REQUIREMENT: How many lines in the records below contain the string "woman", where case counts? Reply with the number alone.

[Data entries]
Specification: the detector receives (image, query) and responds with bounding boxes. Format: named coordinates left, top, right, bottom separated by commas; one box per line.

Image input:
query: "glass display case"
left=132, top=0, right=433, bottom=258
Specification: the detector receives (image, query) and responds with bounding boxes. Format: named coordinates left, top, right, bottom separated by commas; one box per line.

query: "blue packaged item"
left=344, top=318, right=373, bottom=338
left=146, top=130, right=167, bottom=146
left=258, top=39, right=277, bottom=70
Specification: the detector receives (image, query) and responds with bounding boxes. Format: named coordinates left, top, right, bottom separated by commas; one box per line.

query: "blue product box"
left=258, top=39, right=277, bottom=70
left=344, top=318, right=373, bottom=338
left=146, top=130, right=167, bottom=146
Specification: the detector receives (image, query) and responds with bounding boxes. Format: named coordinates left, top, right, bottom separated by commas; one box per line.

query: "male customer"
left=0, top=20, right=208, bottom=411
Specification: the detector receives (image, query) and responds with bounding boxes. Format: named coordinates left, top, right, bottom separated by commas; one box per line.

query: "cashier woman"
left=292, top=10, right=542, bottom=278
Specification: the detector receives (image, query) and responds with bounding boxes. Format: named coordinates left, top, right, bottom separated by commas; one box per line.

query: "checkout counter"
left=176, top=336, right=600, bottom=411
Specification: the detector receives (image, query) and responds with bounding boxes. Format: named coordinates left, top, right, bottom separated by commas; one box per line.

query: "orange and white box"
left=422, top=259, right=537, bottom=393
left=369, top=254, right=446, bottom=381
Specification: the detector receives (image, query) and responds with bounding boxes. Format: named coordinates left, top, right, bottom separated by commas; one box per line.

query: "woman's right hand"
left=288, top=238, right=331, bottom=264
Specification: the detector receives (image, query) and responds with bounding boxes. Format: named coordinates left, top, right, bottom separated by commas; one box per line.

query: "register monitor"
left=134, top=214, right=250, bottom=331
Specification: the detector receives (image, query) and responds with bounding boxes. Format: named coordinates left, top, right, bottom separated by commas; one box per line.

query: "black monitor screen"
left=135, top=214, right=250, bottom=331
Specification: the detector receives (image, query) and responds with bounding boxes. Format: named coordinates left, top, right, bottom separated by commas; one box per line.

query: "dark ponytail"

WRITTEN SOLUTION: 2